Actividad A
Por favor, reproduce el fragmento sobre la película Volver a empezar, comenzando por "Volver a empezar, película" y siguiendo hasta "viajar al futuro.".
Actividad B
Continúa el fragmento sobre la película Volver a empezar a partir de su última oración.

Fragmento
Volver a empezar

Volver a empezar, película con la que José Luis Garci ganó el Oscar a la mejor cinta extranjera en 1983, es ante todo una obra nostálgica sin interés profético. Con el Canon de Pachelbel o el Begin the beguine de Cole Porter coprotagonizando escenas rodadas en el Gijón de la recién nacida democracia, uno puede echar de menos períodos ya acontecidos, anécdotas ya vividas y contadas, ser joven o poder serlo, que es lo que soñamos también cuando somos niños y no nos dejan tomar decisiones. Pero no viajar al futuro.

Elementos de un conjunto de datos:
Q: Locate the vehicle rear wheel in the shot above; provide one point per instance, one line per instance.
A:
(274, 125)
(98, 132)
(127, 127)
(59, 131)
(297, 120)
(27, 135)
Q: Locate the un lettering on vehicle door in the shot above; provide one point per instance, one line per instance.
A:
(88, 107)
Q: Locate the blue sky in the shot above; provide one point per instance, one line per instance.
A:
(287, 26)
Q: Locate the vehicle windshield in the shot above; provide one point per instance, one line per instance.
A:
...
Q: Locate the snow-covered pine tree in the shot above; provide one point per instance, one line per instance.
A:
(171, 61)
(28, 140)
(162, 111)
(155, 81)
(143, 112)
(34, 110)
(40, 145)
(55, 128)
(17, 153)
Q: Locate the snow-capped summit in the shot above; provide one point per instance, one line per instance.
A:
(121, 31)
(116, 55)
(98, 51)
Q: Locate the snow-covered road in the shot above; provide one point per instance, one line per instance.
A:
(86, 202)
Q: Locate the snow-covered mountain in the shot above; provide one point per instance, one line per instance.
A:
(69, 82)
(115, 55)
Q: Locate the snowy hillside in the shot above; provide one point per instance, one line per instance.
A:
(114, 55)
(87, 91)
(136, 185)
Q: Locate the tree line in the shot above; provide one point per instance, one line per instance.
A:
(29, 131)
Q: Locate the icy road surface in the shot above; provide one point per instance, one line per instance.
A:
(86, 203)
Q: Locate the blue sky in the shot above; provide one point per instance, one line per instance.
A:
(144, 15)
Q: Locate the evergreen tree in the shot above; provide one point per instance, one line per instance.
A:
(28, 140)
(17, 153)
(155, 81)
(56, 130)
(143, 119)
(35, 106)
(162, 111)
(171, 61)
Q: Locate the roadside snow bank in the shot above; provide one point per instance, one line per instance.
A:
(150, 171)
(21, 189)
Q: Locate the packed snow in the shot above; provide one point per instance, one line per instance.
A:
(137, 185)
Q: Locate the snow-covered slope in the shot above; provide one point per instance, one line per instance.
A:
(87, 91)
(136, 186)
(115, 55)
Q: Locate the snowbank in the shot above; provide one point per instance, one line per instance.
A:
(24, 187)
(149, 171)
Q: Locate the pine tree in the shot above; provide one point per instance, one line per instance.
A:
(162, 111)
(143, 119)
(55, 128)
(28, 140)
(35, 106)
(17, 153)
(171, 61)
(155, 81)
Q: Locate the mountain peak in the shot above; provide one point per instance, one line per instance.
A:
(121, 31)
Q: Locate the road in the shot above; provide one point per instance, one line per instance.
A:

Espacio de respuesta A
Volver a empezar, película con la que José Luis Garci ganó el Oscar a la mejor cinta extranjera en 1983, es ante todo una obra nostálgica sin interés profético. Con el Canon de Pachelbel o el Begin the beguine de Cole Porter coprotagonizando escenas rodadas en el Gijón de la recién nacida democracia, uno puede echar de menos períodos ya acontecidos, anécdotas ya vividas y contadas, ser joven o poder serlo, que es lo que soñamos también cuando somos niños y no nos dejan tomar decisiones. Pero no viajar al futuro.

Espacio de respuesta B
Sin embargo, su título y el juego de palabras de la canción de Cole Porter, quien buscaba hacer equivaler el “beguine”, un tipo de baile, con el inicio de algo, ha sido, a la postre, enunciativo y anunciador. En ese preciso bucle, el de volver a empezar, nos encontramos muchos. Hagan, si no, memoria, y recuerden cómo ordenadores y videoconsolas cada vez más potentes dejaron obsoletas nuestras viejas herramientas de juego y pretendieron suplantar, también, nuestra imaginación. O cómo se sucedían los paradigmas educativos, las competencias, las inteligencias múltiples, con nosotros actuando como dóciles ratones de laboratorio. Y cómo se abrió y se cerró, casi de inmediato, la posibilidad de alternar en las calles. Y cómo debimos adaptarnos también a los nuevos procesadores, los nuevos formatos de grabación y reproducción musical, con sus nuevos lenguajes, entre ellos el inglés, que ahora hablamos y leemos con facilidad pero casi siempre sin matices, sin humor ni ironía.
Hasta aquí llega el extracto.